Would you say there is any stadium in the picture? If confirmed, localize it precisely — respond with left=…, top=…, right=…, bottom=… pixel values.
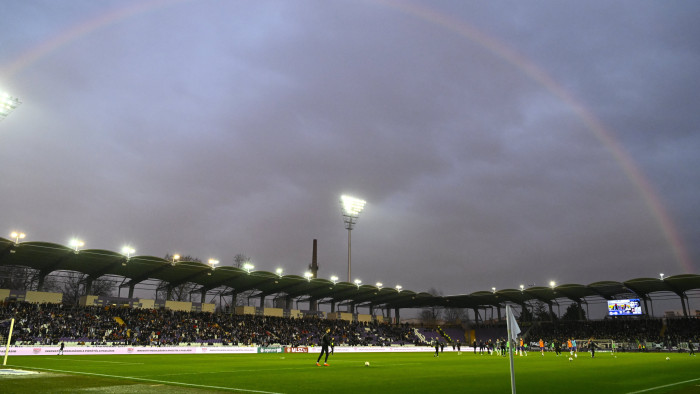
left=0, top=0, right=700, bottom=394
left=0, top=238, right=700, bottom=393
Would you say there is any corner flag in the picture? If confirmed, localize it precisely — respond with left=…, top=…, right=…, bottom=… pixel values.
left=506, top=305, right=520, bottom=394
left=506, top=305, right=520, bottom=339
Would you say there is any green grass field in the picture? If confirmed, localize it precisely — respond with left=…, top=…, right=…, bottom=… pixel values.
left=0, top=352, right=700, bottom=394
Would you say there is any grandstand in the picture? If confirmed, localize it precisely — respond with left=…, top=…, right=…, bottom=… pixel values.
left=0, top=238, right=700, bottom=347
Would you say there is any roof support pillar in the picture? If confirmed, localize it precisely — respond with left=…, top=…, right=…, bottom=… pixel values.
left=36, top=270, right=50, bottom=291
left=678, top=293, right=688, bottom=317
left=642, top=295, right=653, bottom=317
left=85, top=276, right=95, bottom=295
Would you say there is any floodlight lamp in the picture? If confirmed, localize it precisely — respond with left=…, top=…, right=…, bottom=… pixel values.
left=0, top=93, right=22, bottom=120
left=10, top=231, right=27, bottom=244
left=70, top=238, right=85, bottom=253
left=340, top=195, right=367, bottom=217
left=122, top=245, right=136, bottom=260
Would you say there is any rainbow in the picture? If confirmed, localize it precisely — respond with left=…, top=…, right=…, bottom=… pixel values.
left=0, top=0, right=694, bottom=273
left=386, top=0, right=693, bottom=273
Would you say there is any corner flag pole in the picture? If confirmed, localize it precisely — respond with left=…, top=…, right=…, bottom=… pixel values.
left=506, top=305, right=520, bottom=394
left=2, top=319, right=15, bottom=365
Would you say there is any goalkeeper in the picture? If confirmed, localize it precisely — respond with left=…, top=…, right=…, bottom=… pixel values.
left=316, top=328, right=331, bottom=367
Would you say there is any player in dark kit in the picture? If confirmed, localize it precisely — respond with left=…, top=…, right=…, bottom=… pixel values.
left=316, top=328, right=331, bottom=367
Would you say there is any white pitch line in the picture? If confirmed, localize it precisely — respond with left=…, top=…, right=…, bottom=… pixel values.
left=62, top=360, right=144, bottom=365
left=8, top=367, right=283, bottom=394
left=627, top=378, right=700, bottom=394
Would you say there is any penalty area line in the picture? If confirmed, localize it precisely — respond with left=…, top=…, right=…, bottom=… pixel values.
left=627, top=378, right=700, bottom=394
left=6, top=367, right=283, bottom=394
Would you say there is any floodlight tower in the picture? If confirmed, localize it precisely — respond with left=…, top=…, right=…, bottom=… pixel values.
left=340, top=195, right=367, bottom=282
left=0, top=93, right=22, bottom=120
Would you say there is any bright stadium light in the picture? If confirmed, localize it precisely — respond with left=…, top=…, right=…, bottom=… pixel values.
left=10, top=231, right=27, bottom=245
left=70, top=238, right=85, bottom=253
left=340, top=195, right=367, bottom=282
left=0, top=93, right=22, bottom=120
left=122, top=245, right=136, bottom=260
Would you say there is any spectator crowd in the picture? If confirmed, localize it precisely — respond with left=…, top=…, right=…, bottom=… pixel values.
left=0, top=302, right=417, bottom=346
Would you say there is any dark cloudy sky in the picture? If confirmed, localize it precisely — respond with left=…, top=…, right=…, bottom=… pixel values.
left=0, top=0, right=700, bottom=308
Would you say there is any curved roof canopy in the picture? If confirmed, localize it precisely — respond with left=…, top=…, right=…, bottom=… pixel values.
left=0, top=238, right=700, bottom=308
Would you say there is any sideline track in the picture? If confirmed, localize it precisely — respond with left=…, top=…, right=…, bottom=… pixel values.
left=627, top=378, right=700, bottom=394
left=8, top=365, right=284, bottom=394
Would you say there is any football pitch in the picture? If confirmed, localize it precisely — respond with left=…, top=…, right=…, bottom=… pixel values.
left=0, top=352, right=700, bottom=394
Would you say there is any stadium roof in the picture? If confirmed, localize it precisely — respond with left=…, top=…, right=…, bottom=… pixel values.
left=0, top=238, right=700, bottom=308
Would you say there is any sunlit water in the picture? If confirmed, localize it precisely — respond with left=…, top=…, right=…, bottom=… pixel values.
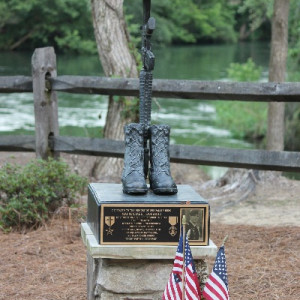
left=0, top=43, right=269, bottom=177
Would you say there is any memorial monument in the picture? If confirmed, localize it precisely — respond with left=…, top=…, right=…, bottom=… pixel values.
left=81, top=0, right=217, bottom=300
left=122, top=1, right=177, bottom=195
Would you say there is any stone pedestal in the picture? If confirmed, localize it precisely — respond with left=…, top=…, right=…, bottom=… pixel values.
left=81, top=223, right=217, bottom=300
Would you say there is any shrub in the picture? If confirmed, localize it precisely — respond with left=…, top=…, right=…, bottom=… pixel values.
left=0, top=159, right=87, bottom=231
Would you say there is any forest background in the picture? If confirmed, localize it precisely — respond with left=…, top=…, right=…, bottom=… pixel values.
left=0, top=0, right=300, bottom=150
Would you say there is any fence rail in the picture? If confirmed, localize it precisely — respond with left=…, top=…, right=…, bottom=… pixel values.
left=0, top=47, right=300, bottom=172
left=0, top=75, right=300, bottom=102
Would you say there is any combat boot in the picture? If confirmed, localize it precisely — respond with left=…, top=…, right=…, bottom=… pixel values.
left=149, top=125, right=177, bottom=195
left=122, top=123, right=148, bottom=194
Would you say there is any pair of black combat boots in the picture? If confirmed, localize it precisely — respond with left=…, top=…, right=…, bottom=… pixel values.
left=122, top=123, right=177, bottom=195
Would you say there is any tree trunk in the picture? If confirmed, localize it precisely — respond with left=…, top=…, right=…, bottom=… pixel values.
left=91, top=0, right=138, bottom=179
left=267, top=0, right=290, bottom=151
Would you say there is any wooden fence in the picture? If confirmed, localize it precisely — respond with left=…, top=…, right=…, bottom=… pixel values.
left=0, top=47, right=300, bottom=172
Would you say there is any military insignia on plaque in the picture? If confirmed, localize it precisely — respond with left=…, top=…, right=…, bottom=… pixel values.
left=105, top=216, right=116, bottom=235
left=169, top=216, right=178, bottom=236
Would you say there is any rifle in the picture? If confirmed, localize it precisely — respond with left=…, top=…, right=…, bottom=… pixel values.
left=139, top=0, right=155, bottom=178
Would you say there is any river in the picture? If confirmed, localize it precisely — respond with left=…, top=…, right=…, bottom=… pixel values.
left=0, top=43, right=276, bottom=177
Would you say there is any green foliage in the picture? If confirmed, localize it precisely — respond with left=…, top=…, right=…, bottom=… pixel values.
left=227, top=57, right=262, bottom=81
left=237, top=0, right=274, bottom=32
left=124, top=0, right=236, bottom=44
left=0, top=0, right=97, bottom=53
left=0, top=159, right=87, bottom=230
left=216, top=58, right=267, bottom=142
left=285, top=103, right=300, bottom=151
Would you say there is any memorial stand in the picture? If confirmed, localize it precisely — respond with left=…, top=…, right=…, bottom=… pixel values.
left=81, top=183, right=217, bottom=300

⁂

### Requirement
Retype all of the material above word for word, without the pictures.

### Result below
Would you say there is any stadium in the picture? If confirmed, localize it precisely — respond with left=…, top=…, right=…, bottom=… pixel values.
left=0, top=0, right=700, bottom=394
left=0, top=238, right=700, bottom=393
Would you say there is any corner flag in the picture? If confirmed, localize it precisely — respond with left=…, top=…, right=…, bottom=… pixel values.
left=506, top=305, right=520, bottom=394
left=506, top=305, right=520, bottom=339
Would you say there is any green grass field in the picture? If confirmed, localize it precisely — respond with left=…, top=…, right=…, bottom=… pixel values.
left=0, top=352, right=700, bottom=394
Would you say there is any grandstand in the picture? If confirmed, localize it precisely — respond with left=…, top=…, right=…, bottom=… pixel values.
left=0, top=238, right=700, bottom=347
Would you say there is any roof support pillar in the picture? If confirmed, localize it precisely — respond with left=…, top=…, right=…, bottom=… pixel values.
left=36, top=270, right=50, bottom=291
left=678, top=293, right=688, bottom=317
left=642, top=295, right=653, bottom=317
left=85, top=276, right=95, bottom=295
Would you say there is any floodlight lamp in the picture? If confirmed, localize it precisely — respond with left=…, top=…, right=…, bottom=… pixel values.
left=0, top=93, right=22, bottom=120
left=10, top=231, right=27, bottom=244
left=70, top=238, right=85, bottom=253
left=340, top=195, right=367, bottom=217
left=122, top=245, right=136, bottom=260
Would you say there is any rainbow in the picture? If confirmed, localize it precisely — respond with left=…, top=…, right=…, bottom=… pixel values.
left=0, top=0, right=694, bottom=273
left=386, top=0, right=693, bottom=273
Would you say there is any corner flag pole in the picture? If confirmed, localize it precisely — respond with left=…, top=…, right=…, bottom=… pixel values.
left=506, top=305, right=520, bottom=394
left=2, top=319, right=15, bottom=365
Would you say there is any goalkeeper in the picture? If confirmed, localize it precisely — respond with left=…, top=…, right=…, bottom=… pixel values.
left=316, top=328, right=331, bottom=367
Would you say there is any player in dark kit in the picture? If confirmed, localize it precisely — respond with left=…, top=…, right=…, bottom=… pixel values.
left=316, top=328, right=331, bottom=367
Would you say there is any white pitch line in the picture? If confirmed, localize it precisely — respond with left=…, top=…, right=…, bottom=… pixel values.
left=62, top=360, right=144, bottom=365
left=8, top=367, right=283, bottom=394
left=627, top=378, right=700, bottom=394
Would you say there is any penalty area line in the picture? If confirmed, localize it precisely — respond with left=…, top=…, right=…, bottom=… pixel values.
left=627, top=378, right=700, bottom=394
left=6, top=367, right=283, bottom=394
Would you say there is any floodlight tower in the picture? If confirmed, localize it precisely — respond with left=…, top=…, right=…, bottom=… pixel values.
left=340, top=195, right=367, bottom=282
left=0, top=93, right=22, bottom=120
Would you say there is any bright stadium light in the picture? If confirmed, localize it precisely — respond with left=…, top=…, right=…, bottom=… pixel values.
left=10, top=231, right=27, bottom=245
left=70, top=238, right=85, bottom=253
left=340, top=195, right=367, bottom=282
left=0, top=93, right=22, bottom=120
left=122, top=245, right=136, bottom=260
Would you say there is any spectator crowd in the picture? If confirmed, localize it precisely — respond with left=…, top=…, right=…, bottom=… pixel values.
left=0, top=302, right=417, bottom=346
Would you say there is any dark cloudy sky in the picture? If confirmed, localize it precisely — respond with left=…, top=…, right=…, bottom=… pixel values.
left=0, top=0, right=700, bottom=308
Would you say there is any curved roof canopy in the picture? If confirmed, localize it precisely — respond with left=…, top=…, right=…, bottom=… pixel values.
left=0, top=238, right=700, bottom=308
Would you say there is any sideline track in the picture? If confirmed, localize it precisely — respond with left=…, top=…, right=…, bottom=… pixel values.
left=627, top=378, right=700, bottom=394
left=8, top=365, right=284, bottom=394
Would you say there is any football pitch in the picture? If confirmed, localize it precisely — respond with left=…, top=…, right=…, bottom=… pixel values.
left=0, top=352, right=700, bottom=394
Would you say there is any stadium roof in the picture? If confirmed, localize it precisely — respond with left=…, top=…, right=…, bottom=… pixel values.
left=0, top=238, right=700, bottom=308
Would you say there is any sunlit water in the picture? If confirmed, localize it precisely — respond with left=…, top=…, right=…, bottom=… pixel values.
left=0, top=43, right=269, bottom=177
Would you say there is any memorial monument in the picture? If confirmed, localize it precisely — respond with left=…, top=…, right=…, bottom=… pixel values.
left=81, top=0, right=217, bottom=300
left=122, top=1, right=177, bottom=195
Would you say there is any stone pedestal in the picture? If confirmed, localize it precisely — respond with left=…, top=…, right=…, bottom=… pixel values.
left=81, top=223, right=217, bottom=300
Would you say there is any shrub in the picture? If confirmed, localize it precisely — respond with left=…, top=…, right=…, bottom=… pixel values.
left=0, top=159, right=87, bottom=231
Would you say there is any forest background in the picture? If confirmed, localize it precisely — respond with left=…, top=…, right=…, bottom=… pixel values.
left=0, top=0, right=300, bottom=150
Would you say there is any fence rail in the picture? If confirmed, localize it precisely — respond with left=…, top=…, right=…, bottom=… pixel values.
left=0, top=47, right=300, bottom=172
left=0, top=75, right=300, bottom=102
Would you say there is any combat boot in the picture? If confirmed, localize it precisely — respond with left=…, top=…, right=…, bottom=… pixel values.
left=149, top=125, right=177, bottom=195
left=122, top=123, right=148, bottom=194
Would you say there is any pair of black combat boots in the picture? If confirmed, localize it precisely — respond with left=…, top=…, right=…, bottom=… pixel values.
left=122, top=123, right=177, bottom=195
Would you say there is any tree trunk in the picture? If confirmed, localize it precisely — respond with left=…, top=…, right=…, bottom=… pixel values.
left=91, top=0, right=138, bottom=179
left=267, top=0, right=290, bottom=151
Would you say there is any wooden fence in the picture? If confirmed, localize it precisely — respond with left=…, top=…, right=…, bottom=… pixel values.
left=0, top=47, right=300, bottom=172
Would you say there is any military insignia on plaque in the picture? If confirmed, localize it precisely — respond with left=…, top=…, right=…, bottom=… pixel values.
left=105, top=216, right=116, bottom=235
left=169, top=216, right=178, bottom=236
Would you say there is any rifle in the picture? If confirmed, localize it precisely — respond with left=…, top=…, right=…, bottom=… pixel values.
left=139, top=0, right=155, bottom=178
Would you say there is any river in the picture? If confirmed, localize it precisely — respond with left=…, top=…, right=…, bottom=… pixel values.
left=0, top=43, right=276, bottom=177
Would you say there is any green foliage in the picture? If confirmed, localize it precisely — respond with left=…, top=…, right=…, bottom=… pixel values.
left=227, top=57, right=262, bottom=81
left=237, top=0, right=274, bottom=32
left=124, top=0, right=236, bottom=44
left=0, top=0, right=97, bottom=53
left=0, top=159, right=87, bottom=230
left=216, top=58, right=267, bottom=142
left=285, top=103, right=300, bottom=151
Would you say there is any memorial stand in the picture? If confirmed, localize it precisely — respond with left=…, top=…, right=…, bottom=… pixel values.
left=81, top=183, right=217, bottom=300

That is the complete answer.